バブル最盛期に行なった脳梗塞患者に対する過剰融資で訴えられた大手都市銀行は、元行員の右近祐介にすべての責任を負わせようとする。右近は我が身に降りかかった濡れ衣を晴らし、銀行の巨悪を告発するべく、証言台に立つことを決意。マスコミと有能な女性弁護士の協力を得て、全面対決の構えをとった。しかし、銀行は組織の体面にかけて、なりふり構わぬ戦いを挑んできた。経済小説の旗手が実体験をもとに描く迫真のドラマ。
(Bookデータベースより)



バブル期、金余りの時代。
「貸し込め! あらゆる理由を見つけて、貸し込むんだ!」
大淀銀行銀座支店では、毎日のように支店長から檄が飛び顧客担当者達は血まなこになって借入先を探していた時代だった。
そんな時代、誰かが、脳梗塞でまともな判断ができなくなった顧客に多額の貸付を実行していた。

▶ _やること_:
1/ 文章によると、右近祐介が証言台に立つと決めたのはなぜですか。1〜3文で説明してください。
2/ 文章で、支店長から毎日のように檄が飛んでいたのはどこの支店ですか。
3/ 文章の「バブル最盛期に行なった脳梗塞」を含む語句で始まり「入先を探していた時代だった。」で終わる部分を、「マスコミ」を「新聞記者」に入れ替えて書き直してください。
次の記録は、上の文章とは別の資料です。

▶ _表示された記録_:
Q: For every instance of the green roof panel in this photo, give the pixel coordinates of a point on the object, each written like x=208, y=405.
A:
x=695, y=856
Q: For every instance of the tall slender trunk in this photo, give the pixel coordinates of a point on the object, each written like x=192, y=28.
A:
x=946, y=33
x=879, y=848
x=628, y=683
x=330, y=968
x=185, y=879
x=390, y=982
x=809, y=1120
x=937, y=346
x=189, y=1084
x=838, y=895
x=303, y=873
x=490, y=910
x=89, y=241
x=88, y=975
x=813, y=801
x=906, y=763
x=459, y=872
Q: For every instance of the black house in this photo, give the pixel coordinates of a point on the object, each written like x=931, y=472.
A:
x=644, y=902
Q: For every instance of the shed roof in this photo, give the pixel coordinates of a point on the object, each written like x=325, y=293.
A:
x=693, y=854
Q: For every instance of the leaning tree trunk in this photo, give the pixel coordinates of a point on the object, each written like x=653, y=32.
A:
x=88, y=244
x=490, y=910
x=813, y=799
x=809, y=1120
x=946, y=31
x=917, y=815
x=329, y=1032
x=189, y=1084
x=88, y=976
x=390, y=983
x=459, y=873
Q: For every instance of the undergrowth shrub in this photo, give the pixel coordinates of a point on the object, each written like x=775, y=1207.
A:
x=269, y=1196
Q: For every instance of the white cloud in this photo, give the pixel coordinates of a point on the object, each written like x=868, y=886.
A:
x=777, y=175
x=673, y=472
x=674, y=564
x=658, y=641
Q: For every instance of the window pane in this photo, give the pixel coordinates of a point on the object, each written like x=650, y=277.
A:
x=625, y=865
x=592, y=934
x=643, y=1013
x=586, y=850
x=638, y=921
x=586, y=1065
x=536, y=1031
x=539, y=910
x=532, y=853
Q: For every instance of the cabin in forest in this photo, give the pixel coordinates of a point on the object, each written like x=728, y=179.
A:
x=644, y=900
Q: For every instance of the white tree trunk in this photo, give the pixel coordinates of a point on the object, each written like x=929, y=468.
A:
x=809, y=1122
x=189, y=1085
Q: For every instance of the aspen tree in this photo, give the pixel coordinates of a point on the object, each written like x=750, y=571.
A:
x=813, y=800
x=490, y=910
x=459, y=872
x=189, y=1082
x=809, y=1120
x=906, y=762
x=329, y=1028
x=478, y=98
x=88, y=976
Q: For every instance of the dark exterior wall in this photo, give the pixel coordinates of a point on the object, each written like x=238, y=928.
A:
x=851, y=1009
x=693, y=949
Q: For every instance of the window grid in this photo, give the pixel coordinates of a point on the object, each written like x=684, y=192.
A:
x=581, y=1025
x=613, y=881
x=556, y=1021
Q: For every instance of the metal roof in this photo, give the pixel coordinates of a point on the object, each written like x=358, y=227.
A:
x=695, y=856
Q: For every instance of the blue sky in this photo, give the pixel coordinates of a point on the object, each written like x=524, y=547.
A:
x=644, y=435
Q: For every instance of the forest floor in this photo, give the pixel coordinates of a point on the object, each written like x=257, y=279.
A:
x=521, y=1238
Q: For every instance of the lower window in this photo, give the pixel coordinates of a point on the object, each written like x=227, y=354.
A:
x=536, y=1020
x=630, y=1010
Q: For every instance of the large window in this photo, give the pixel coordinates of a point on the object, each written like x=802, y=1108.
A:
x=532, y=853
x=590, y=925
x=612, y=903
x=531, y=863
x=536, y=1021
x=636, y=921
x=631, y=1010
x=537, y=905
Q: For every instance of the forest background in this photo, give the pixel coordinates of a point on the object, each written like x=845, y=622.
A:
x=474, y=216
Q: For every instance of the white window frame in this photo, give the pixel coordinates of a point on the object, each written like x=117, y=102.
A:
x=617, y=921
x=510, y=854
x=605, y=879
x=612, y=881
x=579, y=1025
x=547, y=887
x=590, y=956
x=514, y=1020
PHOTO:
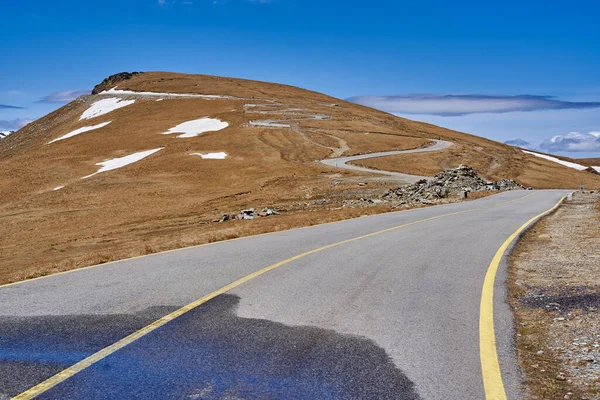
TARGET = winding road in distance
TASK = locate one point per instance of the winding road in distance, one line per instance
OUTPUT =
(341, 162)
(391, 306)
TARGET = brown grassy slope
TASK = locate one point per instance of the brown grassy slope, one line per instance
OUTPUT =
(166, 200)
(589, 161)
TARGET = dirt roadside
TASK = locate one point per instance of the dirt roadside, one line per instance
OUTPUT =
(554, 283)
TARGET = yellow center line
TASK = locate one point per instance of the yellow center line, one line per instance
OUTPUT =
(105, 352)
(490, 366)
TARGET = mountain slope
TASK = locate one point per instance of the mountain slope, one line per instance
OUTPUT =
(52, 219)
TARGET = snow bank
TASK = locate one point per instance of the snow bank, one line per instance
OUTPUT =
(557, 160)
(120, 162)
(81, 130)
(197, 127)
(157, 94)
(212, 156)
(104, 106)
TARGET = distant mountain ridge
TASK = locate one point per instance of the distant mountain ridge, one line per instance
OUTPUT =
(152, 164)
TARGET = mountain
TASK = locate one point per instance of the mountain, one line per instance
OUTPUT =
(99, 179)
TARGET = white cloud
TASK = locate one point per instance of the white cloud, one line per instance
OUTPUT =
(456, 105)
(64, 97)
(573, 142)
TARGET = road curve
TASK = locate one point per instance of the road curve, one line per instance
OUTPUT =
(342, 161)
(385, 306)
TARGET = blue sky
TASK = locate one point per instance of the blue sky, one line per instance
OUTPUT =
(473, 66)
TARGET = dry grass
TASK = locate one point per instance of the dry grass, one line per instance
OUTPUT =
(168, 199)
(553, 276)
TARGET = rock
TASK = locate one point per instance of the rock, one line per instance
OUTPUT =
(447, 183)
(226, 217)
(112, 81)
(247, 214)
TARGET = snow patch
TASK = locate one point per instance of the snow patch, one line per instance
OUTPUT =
...
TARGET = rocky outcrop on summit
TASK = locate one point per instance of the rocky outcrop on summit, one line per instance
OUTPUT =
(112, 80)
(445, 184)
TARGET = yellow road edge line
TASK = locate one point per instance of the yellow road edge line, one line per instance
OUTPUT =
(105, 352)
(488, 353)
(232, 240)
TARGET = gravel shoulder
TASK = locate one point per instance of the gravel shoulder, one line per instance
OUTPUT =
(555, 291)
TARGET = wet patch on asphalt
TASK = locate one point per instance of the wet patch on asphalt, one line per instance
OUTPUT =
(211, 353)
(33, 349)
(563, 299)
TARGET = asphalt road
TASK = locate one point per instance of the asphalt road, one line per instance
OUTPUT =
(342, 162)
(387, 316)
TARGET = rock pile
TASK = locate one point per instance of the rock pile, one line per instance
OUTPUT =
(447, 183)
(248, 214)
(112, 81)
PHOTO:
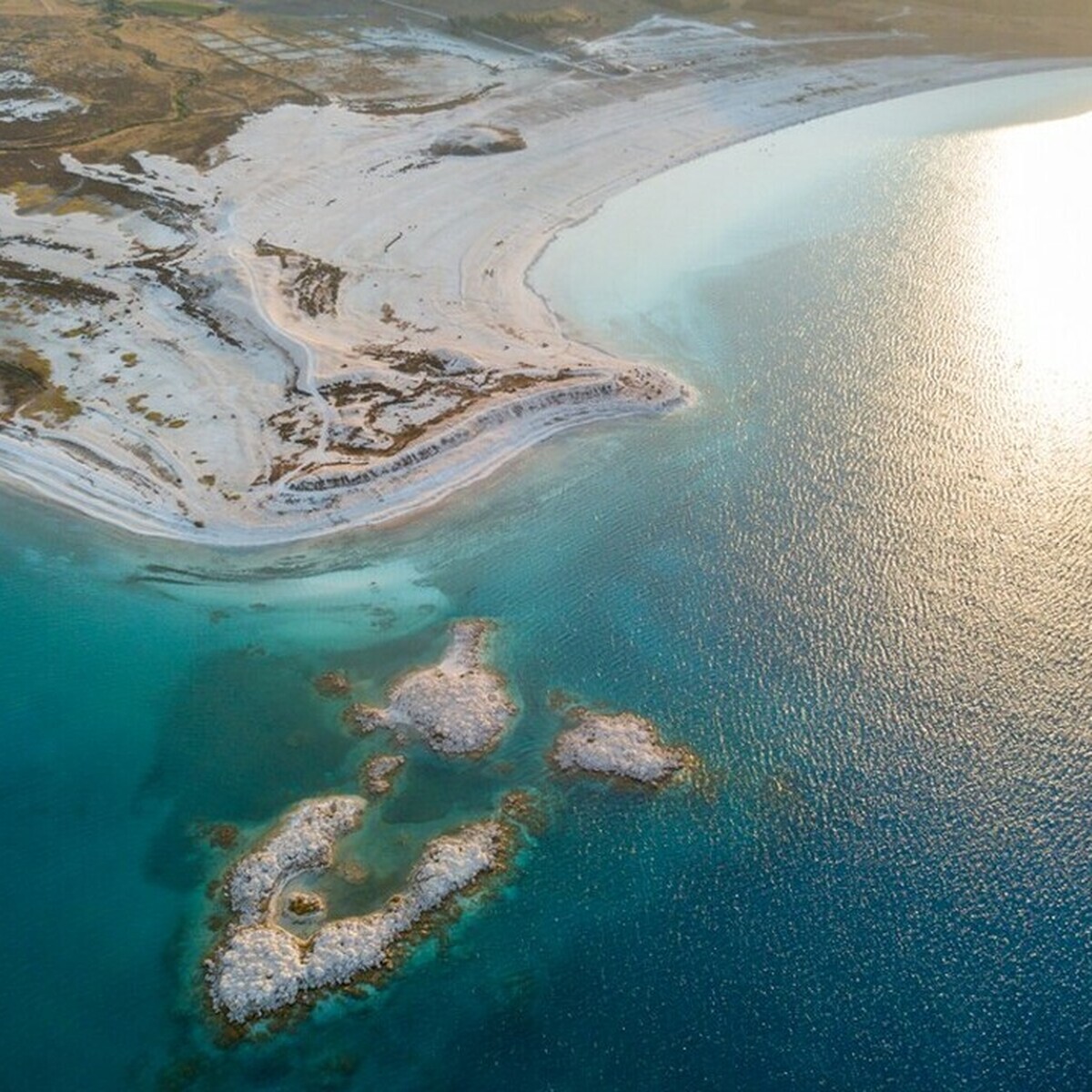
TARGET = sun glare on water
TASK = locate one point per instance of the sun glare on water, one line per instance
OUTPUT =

▶ _番号ごとの答え_:
1/ 自分に降りかかった濡れ衣を晴らし、銀行の巨悪を告発するためです。

2/ 大淀銀行銀座支店です。

3/
バブル最盛期に行なった脳梗塞患者に対する過剰融資で訴えられた大手都市銀行は、元行員の右近祐介にすべての責任を負わせようとする。右近は我が身に降りかかった濡れ衣を晴らし、銀行の巨悪を告発するべく、証言台に立つことを決意。新聞記者と有能な女性弁護士の協力を得て、全面対決の構えをとった。しかし、銀行は組織の体面にかけて、なりふり構わぬ戦いを挑んできた。経済小説の旗手が実体験をもとに描く迫真のドラマ。
(Bookデータベースより)



バブル期、金余りの時代。
「貸し込め! あらゆる理由を見つけて、貸し込むんだ!」
大淀銀行銀座支店では、毎日のように支店長から檄が飛び顧客担当者達は血まなこになって借入先を探していた時代だった。